Aim of the exercise
Starting at the line containing "Task: set one pin on each instance of the feeder funnel" and ending with the last of the items, write out those lines again with "support pole" changed to "mounting pole" and everything else left as it is.

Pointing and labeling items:
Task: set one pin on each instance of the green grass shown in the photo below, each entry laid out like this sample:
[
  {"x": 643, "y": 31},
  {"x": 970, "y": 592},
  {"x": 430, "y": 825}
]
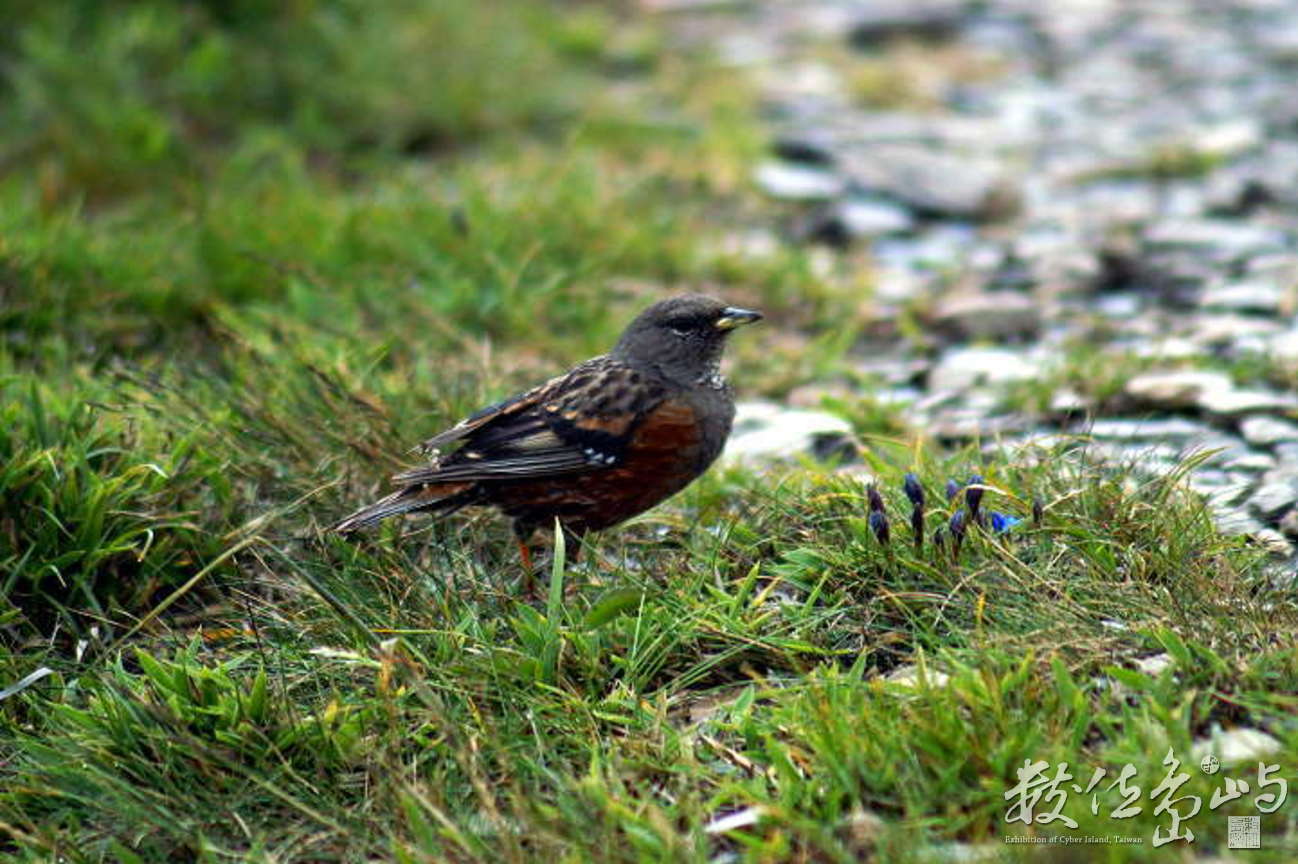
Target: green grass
[{"x": 265, "y": 249}]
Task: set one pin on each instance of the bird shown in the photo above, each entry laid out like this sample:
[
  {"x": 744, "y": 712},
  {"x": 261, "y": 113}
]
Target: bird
[{"x": 593, "y": 446}]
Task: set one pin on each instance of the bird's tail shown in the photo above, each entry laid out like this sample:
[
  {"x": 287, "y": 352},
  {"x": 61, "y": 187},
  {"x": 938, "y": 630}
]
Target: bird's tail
[{"x": 440, "y": 497}]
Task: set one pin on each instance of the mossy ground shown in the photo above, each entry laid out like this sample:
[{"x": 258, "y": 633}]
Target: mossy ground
[{"x": 251, "y": 252}]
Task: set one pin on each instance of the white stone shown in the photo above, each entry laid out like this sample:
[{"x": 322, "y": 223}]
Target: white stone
[
  {"x": 1244, "y": 296},
  {"x": 909, "y": 676},
  {"x": 767, "y": 432},
  {"x": 1180, "y": 388},
  {"x": 1264, "y": 431},
  {"x": 1245, "y": 401},
  {"x": 965, "y": 367},
  {"x": 1235, "y": 745},
  {"x": 792, "y": 182},
  {"x": 989, "y": 315}
]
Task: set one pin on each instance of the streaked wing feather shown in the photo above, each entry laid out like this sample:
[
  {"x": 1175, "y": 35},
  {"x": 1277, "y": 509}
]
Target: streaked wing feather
[{"x": 565, "y": 426}]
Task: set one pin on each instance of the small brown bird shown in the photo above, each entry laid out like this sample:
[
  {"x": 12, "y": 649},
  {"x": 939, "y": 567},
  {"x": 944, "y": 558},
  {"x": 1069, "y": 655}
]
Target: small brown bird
[{"x": 593, "y": 446}]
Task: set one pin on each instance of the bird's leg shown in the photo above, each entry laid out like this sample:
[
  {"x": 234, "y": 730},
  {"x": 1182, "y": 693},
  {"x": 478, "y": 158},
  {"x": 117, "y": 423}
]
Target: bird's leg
[
  {"x": 571, "y": 544},
  {"x": 522, "y": 533},
  {"x": 528, "y": 580}
]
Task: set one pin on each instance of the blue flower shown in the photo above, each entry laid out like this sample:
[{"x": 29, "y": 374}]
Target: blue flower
[
  {"x": 914, "y": 491},
  {"x": 1002, "y": 522}
]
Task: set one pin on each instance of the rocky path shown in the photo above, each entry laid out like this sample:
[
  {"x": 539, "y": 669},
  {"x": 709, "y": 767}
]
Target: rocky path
[{"x": 1090, "y": 204}]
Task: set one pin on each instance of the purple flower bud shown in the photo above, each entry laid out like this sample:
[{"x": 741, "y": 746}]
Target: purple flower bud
[
  {"x": 914, "y": 491},
  {"x": 879, "y": 524},
  {"x": 974, "y": 497},
  {"x": 958, "y": 523}
]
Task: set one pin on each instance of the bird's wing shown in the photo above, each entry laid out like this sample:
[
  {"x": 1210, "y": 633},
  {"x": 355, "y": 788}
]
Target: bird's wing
[{"x": 576, "y": 422}]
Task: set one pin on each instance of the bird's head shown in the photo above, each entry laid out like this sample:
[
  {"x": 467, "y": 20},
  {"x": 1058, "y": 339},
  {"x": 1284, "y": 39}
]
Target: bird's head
[{"x": 683, "y": 336}]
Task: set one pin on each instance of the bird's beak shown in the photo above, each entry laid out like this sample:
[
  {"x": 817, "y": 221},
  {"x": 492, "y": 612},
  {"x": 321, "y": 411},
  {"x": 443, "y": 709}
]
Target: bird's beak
[{"x": 735, "y": 317}]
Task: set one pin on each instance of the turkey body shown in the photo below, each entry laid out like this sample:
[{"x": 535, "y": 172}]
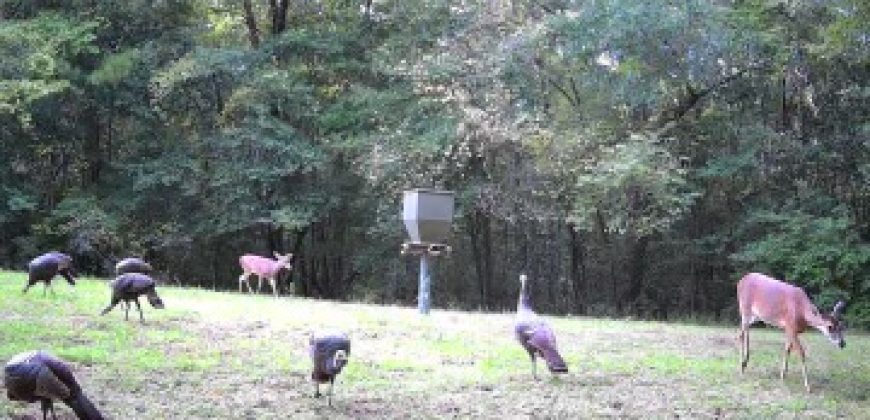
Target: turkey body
[
  {"x": 38, "y": 376},
  {"x": 535, "y": 335},
  {"x": 128, "y": 287},
  {"x": 329, "y": 354},
  {"x": 46, "y": 266}
]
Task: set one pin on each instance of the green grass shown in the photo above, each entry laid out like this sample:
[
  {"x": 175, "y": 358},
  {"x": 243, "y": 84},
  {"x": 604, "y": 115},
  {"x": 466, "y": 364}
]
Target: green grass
[{"x": 226, "y": 355}]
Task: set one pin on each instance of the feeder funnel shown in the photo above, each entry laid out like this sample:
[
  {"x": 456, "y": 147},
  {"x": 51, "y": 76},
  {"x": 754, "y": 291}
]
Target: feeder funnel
[{"x": 428, "y": 215}]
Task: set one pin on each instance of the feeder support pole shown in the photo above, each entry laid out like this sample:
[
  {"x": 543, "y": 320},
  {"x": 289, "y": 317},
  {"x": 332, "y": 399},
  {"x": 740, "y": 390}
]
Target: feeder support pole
[{"x": 425, "y": 282}]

Written solution
Task: set one pin on each instance of the feeder funnel shown in the photo above, each entry laid out like this sample:
[
  {"x": 456, "y": 147},
  {"x": 51, "y": 76},
  {"x": 754, "y": 291}
]
Target: feeder funnel
[{"x": 428, "y": 215}]
Task: set one pin on each instance of the feeder mounting pole shown in the photo above, each entry laid out like this sample:
[
  {"x": 543, "y": 320},
  {"x": 289, "y": 317},
  {"x": 332, "y": 399},
  {"x": 740, "y": 390}
]
Target: feeder mounting pole
[{"x": 425, "y": 282}]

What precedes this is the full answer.